● **AIM**:
Please gather every line in the material below that contains the word "deciduous" and copy each of those lines unchanged.
[START OF SOURCE DATA]
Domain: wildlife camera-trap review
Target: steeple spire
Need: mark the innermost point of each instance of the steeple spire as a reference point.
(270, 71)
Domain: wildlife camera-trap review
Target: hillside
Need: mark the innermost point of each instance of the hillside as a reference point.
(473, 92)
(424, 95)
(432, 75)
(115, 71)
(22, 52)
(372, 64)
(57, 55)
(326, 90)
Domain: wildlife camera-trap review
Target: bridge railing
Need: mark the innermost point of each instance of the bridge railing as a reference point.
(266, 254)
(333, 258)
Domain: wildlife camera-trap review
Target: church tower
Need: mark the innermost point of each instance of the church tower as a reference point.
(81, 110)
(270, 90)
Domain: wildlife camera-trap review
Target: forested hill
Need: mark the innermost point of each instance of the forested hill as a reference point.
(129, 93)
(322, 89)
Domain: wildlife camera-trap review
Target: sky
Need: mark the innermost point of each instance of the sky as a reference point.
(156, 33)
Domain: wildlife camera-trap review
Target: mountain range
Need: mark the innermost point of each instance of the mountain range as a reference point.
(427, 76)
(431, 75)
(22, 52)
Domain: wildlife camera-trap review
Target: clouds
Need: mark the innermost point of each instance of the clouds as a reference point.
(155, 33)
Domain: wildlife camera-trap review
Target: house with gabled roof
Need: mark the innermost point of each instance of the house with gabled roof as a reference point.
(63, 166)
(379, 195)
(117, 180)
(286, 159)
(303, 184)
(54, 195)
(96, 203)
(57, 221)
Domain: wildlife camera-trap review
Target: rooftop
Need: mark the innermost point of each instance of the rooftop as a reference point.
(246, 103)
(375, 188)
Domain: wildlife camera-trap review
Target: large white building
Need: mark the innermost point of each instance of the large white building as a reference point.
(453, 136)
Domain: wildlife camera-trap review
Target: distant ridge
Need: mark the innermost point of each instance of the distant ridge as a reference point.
[END OF SOURCE DATA]
[START OF SOURCE DATA]
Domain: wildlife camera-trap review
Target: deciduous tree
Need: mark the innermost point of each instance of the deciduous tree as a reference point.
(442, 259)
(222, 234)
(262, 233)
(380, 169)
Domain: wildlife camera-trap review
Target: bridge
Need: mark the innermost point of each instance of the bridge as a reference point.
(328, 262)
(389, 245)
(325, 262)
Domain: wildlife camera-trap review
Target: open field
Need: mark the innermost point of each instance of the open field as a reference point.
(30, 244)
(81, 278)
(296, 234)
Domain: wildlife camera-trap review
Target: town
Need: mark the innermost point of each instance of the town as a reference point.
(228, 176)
[END OF SOURCE DATA]
● **THE ANSWER**:
Target: deciduous tree
Need: mark the innermost point of each instance of the deciduous tree as a reference point.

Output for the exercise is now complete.